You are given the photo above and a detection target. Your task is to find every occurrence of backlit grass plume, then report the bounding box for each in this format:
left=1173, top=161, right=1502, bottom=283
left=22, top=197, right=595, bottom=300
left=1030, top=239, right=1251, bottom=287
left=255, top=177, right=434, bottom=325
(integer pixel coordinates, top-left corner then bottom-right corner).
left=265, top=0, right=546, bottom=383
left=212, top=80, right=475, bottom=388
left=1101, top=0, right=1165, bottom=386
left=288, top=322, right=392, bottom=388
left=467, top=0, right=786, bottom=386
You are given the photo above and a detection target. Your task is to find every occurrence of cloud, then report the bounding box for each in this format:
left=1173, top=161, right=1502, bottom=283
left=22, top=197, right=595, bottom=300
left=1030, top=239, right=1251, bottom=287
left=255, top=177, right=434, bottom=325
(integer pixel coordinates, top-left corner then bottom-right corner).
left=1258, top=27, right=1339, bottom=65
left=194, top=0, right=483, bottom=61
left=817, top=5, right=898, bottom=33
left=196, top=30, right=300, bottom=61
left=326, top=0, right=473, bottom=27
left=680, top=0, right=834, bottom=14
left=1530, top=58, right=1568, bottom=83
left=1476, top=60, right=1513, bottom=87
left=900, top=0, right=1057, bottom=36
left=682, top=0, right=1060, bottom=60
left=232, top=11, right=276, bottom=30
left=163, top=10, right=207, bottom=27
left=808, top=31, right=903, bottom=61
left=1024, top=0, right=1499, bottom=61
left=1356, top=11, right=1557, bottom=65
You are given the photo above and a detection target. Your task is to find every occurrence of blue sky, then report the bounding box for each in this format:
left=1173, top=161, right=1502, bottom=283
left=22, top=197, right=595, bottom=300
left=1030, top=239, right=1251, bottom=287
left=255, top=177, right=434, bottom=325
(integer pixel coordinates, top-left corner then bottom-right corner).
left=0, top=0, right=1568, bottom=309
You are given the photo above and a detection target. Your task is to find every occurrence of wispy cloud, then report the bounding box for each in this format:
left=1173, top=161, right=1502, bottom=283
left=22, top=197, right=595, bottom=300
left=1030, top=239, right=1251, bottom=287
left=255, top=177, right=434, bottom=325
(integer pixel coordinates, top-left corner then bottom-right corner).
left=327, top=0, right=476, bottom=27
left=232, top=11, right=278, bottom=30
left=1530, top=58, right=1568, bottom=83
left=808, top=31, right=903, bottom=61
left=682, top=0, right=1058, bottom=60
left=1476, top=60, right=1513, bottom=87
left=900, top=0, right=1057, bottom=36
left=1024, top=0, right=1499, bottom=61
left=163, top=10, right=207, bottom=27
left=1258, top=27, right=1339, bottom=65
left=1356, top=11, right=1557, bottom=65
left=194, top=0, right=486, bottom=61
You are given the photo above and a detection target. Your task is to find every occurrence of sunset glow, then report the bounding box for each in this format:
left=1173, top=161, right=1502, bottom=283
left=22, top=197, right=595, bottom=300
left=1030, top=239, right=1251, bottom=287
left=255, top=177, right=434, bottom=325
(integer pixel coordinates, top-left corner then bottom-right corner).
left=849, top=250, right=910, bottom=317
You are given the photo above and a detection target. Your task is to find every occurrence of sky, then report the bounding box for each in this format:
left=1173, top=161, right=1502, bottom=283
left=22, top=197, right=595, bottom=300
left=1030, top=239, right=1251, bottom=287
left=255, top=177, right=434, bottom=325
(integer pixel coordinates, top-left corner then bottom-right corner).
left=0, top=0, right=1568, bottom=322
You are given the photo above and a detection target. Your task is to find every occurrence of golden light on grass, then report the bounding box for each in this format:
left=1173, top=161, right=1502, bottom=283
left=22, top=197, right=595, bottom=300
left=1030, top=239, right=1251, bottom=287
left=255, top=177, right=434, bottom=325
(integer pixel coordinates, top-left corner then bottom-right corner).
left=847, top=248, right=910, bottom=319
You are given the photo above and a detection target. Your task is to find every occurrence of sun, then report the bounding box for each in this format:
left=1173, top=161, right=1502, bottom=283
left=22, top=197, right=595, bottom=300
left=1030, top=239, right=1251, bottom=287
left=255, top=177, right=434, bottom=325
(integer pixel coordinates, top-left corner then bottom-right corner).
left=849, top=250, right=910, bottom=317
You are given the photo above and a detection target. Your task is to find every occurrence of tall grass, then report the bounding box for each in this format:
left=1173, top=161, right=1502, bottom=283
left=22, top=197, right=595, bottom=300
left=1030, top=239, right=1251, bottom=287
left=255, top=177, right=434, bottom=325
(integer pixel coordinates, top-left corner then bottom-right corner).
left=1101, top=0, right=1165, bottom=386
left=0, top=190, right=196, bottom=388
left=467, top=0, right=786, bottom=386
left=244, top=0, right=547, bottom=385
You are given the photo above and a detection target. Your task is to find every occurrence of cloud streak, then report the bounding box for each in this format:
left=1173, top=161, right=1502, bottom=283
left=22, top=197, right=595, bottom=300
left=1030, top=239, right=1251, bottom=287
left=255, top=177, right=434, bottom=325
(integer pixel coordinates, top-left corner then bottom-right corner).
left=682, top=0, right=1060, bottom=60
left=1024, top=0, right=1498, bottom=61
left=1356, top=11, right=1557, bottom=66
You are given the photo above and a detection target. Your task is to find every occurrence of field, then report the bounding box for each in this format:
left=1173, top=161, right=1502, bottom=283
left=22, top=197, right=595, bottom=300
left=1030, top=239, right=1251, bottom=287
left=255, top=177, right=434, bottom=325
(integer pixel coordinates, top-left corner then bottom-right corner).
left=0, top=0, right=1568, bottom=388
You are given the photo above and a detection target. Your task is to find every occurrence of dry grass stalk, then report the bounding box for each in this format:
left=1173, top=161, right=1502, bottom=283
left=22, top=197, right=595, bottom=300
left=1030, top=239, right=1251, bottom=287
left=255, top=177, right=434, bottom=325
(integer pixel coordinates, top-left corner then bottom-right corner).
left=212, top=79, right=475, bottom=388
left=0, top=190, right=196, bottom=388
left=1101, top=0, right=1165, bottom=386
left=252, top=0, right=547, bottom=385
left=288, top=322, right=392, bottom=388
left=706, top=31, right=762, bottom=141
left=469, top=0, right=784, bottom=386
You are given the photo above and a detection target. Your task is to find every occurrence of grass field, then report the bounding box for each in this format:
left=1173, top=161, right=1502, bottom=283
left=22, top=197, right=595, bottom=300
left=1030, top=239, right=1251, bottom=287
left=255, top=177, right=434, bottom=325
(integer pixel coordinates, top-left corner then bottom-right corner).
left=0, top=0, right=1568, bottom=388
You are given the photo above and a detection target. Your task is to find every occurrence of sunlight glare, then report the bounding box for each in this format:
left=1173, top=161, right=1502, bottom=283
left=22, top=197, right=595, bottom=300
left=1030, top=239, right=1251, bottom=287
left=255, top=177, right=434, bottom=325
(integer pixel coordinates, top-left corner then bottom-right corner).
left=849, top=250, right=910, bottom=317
──────────────────────────────
AIM: Put every line of the records above into a Markdown table with two columns, Row and Line, numbering each row and leaving out blank lines.

EXERCISE SOLUTION:
| Row | Line |
|---|---|
| 1 | You are given the photo above and a detection target. Your task is to find every occurrence of backlit grass plume, then report the bounding box for each in this format: |
| 2 | left=1173, top=161, right=1502, bottom=283 |
| 3 | left=22, top=197, right=595, bottom=300 |
| 4 | left=1030, top=239, right=1251, bottom=287 |
| 5 | left=255, top=177, right=434, bottom=325 |
| 6 | (integer pixel coordinates, top-left corner then bottom-right corner). |
| 7 | left=265, top=0, right=546, bottom=383 |
| 8 | left=212, top=80, right=475, bottom=388 |
| 9 | left=1101, top=0, right=1165, bottom=386 |
| 10 | left=288, top=322, right=392, bottom=388 |
| 11 | left=467, top=0, right=786, bottom=386 |
| 12 | You are given the photo above and a detection target. Your task is to find every occurrence of cloud, then report the bounding box for each in this format: |
| 13 | left=1173, top=161, right=1502, bottom=283 |
| 14 | left=22, top=197, right=595, bottom=300 |
| 15 | left=1030, top=239, right=1251, bottom=287 |
| 16 | left=255, top=177, right=434, bottom=325 |
| 17 | (integer pixel coordinates, top-left corner then bottom-right corner). |
| 18 | left=1258, top=27, right=1339, bottom=65 |
| 19 | left=194, top=0, right=483, bottom=61 |
| 20 | left=817, top=5, right=898, bottom=33 |
| 21 | left=196, top=30, right=300, bottom=61 |
| 22 | left=326, top=0, right=473, bottom=27 |
| 23 | left=680, top=0, right=834, bottom=14 |
| 24 | left=1530, top=58, right=1568, bottom=83 |
| 25 | left=1476, top=60, right=1513, bottom=87 |
| 26 | left=900, top=0, right=1057, bottom=36 |
| 27 | left=682, top=0, right=1060, bottom=60 |
| 28 | left=232, top=11, right=276, bottom=30 |
| 29 | left=163, top=10, right=207, bottom=27 |
| 30 | left=808, top=31, right=903, bottom=61 |
| 31 | left=1024, top=0, right=1499, bottom=61 |
| 32 | left=1356, top=11, right=1557, bottom=65 |
| 33 | You are given the photo above and a detection target. Your task is to find every occurrence of blue sky, then report the bounding box for each in this format: |
| 34 | left=1173, top=161, right=1502, bottom=283 |
| 35 | left=22, top=197, right=595, bottom=300 |
| 36 | left=1030, top=239, right=1251, bottom=287 |
| 37 | left=255, top=177, right=434, bottom=325 |
| 38 | (integer pixel coordinates, top-left corner then bottom-right corner). |
| 39 | left=0, top=0, right=1568, bottom=309 |
| 40 | You are given the photo above and a detection target. Your task is to find every occurrence of wispy cloud, then report the bounding box for each in this format: |
| 41 | left=1173, top=161, right=1502, bottom=283 |
| 42 | left=22, top=197, right=595, bottom=300 |
| 43 | left=1030, top=239, right=1251, bottom=287 |
| 44 | left=255, top=177, right=434, bottom=325 |
| 45 | (integer pixel coordinates, top-left corner then bottom-right corner). |
| 46 | left=327, top=0, right=476, bottom=27 |
| 47 | left=232, top=11, right=278, bottom=30 |
| 48 | left=1530, top=58, right=1568, bottom=83 |
| 49 | left=808, top=31, right=903, bottom=61 |
| 50 | left=682, top=0, right=1058, bottom=60 |
| 51 | left=1476, top=60, right=1513, bottom=87 |
| 52 | left=900, top=0, right=1057, bottom=36 |
| 53 | left=1024, top=0, right=1499, bottom=61 |
| 54 | left=163, top=10, right=207, bottom=27 |
| 55 | left=1258, top=27, right=1339, bottom=65 |
| 56 | left=1356, top=11, right=1557, bottom=65 |
| 57 | left=194, top=0, right=486, bottom=61 |
| 58 | You are given the photo above and a detection target. Your task is to find every occurrence of sunset glow, then report the bounding box for each in this format: |
| 59 | left=1173, top=161, right=1502, bottom=283 |
| 60 | left=22, top=197, right=595, bottom=300 |
| 61 | left=1030, top=239, right=1251, bottom=287 |
| 62 | left=255, top=177, right=434, bottom=325 |
| 63 | (integer pixel coordinates, top-left corner then bottom-right corner). |
| 64 | left=849, top=250, right=910, bottom=317 |
| 65 | You are given the photo above and a detection target. Your task is to find every occurrence of sky, then report the bounding box for each in this format: |
| 66 | left=1173, top=161, right=1502, bottom=283 |
| 67 | left=22, top=197, right=595, bottom=300 |
| 68 | left=1030, top=239, right=1251, bottom=287 |
| 69 | left=255, top=177, right=434, bottom=325 |
| 70 | (integer pixel coordinates, top-left corner then bottom-right corner). |
| 71 | left=0, top=0, right=1568, bottom=322 |
| 72 | You are given the photo above and a detection target. Your task is to find every occurrence of golden light on grass, then report the bounding box for each in this format: |
| 73 | left=1173, top=161, right=1502, bottom=283 |
| 74 | left=22, top=197, right=595, bottom=300 |
| 75 | left=1030, top=239, right=1251, bottom=287 |
| 76 | left=255, top=177, right=434, bottom=325 |
| 77 | (integer pixel coordinates, top-left corner then bottom-right corner). |
| 78 | left=847, top=248, right=910, bottom=319 |
| 79 | You are given the photo above and a detection target. Your task is to find every occurrence of sun, then report the bounding box for each in this format: |
| 80 | left=1173, top=161, right=1502, bottom=283 |
| 81 | left=22, top=197, right=595, bottom=300 |
| 82 | left=1030, top=239, right=1251, bottom=287 |
| 83 | left=255, top=177, right=434, bottom=325 |
| 84 | (integer pixel coordinates, top-left corner then bottom-right corner). |
| 85 | left=849, top=250, right=910, bottom=317 |
| 86 | You are given the photo above and a detection target. Your task is to find every occurrence of tall grass, then report the bounding box for each in this format: |
| 87 | left=1173, top=161, right=1502, bottom=283 |
| 88 | left=22, top=197, right=595, bottom=300 |
| 89 | left=1030, top=239, right=1251, bottom=287 |
| 90 | left=255, top=177, right=434, bottom=325 |
| 91 | (integer pixel coordinates, top-left corner then bottom-right corner). |
| 92 | left=1101, top=0, right=1165, bottom=386 |
| 93 | left=0, top=190, right=196, bottom=388 |
| 94 | left=467, top=0, right=786, bottom=386 |
| 95 | left=244, top=0, right=547, bottom=385 |
| 96 | You are given the photo above and a detection target. Your task is to find every occurrence of cloud streak, then report the bounding box for each in this format: |
| 97 | left=1173, top=161, right=1502, bottom=283 |
| 98 | left=22, top=197, right=595, bottom=300 |
| 99 | left=1030, top=239, right=1251, bottom=287 |
| 100 | left=255, top=177, right=434, bottom=325 |
| 101 | (integer pixel coordinates, top-left corner then bottom-right corner). |
| 102 | left=682, top=0, right=1060, bottom=60 |
| 103 | left=1024, top=0, right=1498, bottom=61 |
| 104 | left=1356, top=11, right=1557, bottom=66 |
| 105 | You are given the photo above and a detection target. Your task is to find every occurrence of field, then report the bounding box for each in this format: |
| 106 | left=1173, top=161, right=1502, bottom=283 |
| 107 | left=22, top=197, right=595, bottom=300 |
| 108 | left=1030, top=239, right=1251, bottom=287 |
| 109 | left=255, top=177, right=434, bottom=325 |
| 110 | (integer pixel coordinates, top-left corner then bottom-right corner). |
| 111 | left=0, top=0, right=1568, bottom=388 |
| 112 | You are given the photo above and a detection target. Your task is to find every occurrence of dry grass stalk, then report the bounding box for each in this format: |
| 113 | left=1173, top=161, right=1502, bottom=283 |
| 114 | left=22, top=197, right=595, bottom=300 |
| 115 | left=1030, top=239, right=1251, bottom=287 |
| 116 | left=255, top=177, right=434, bottom=325 |
| 117 | (integer pixel coordinates, top-left corner then bottom-right corner). |
| 118 | left=212, top=79, right=475, bottom=388 |
| 119 | left=0, top=190, right=196, bottom=388 |
| 120 | left=1101, top=0, right=1165, bottom=386 |
| 121 | left=252, top=0, right=547, bottom=385 |
| 122 | left=288, top=322, right=392, bottom=388 |
| 123 | left=706, top=31, right=762, bottom=141 |
| 124 | left=469, top=0, right=784, bottom=386 |
| 125 | You are given the photo above and a detection target. Your task is to find every occurrence of grass field, then report the bounding box for each in this format: |
| 126 | left=1173, top=161, right=1502, bottom=283 |
| 127 | left=22, top=197, right=595, bottom=300 |
| 128 | left=1030, top=239, right=1251, bottom=287 |
| 129 | left=255, top=177, right=434, bottom=325 |
| 130 | (integer pixel coordinates, top-left corner then bottom-right corner). |
| 131 | left=0, top=0, right=1568, bottom=388 |
| 132 | You are given the photo above and a detection target. Your task is to find every occurrence of sunlight glare, then report the bounding box for each in this format: |
| 133 | left=1173, top=161, right=1502, bottom=283 |
| 134 | left=22, top=197, right=595, bottom=300 |
| 135 | left=1030, top=239, right=1251, bottom=287 |
| 136 | left=255, top=177, right=434, bottom=325 |
| 137 | (integer pixel coordinates, top-left corner then bottom-right corner). |
| 138 | left=849, top=250, right=910, bottom=317 |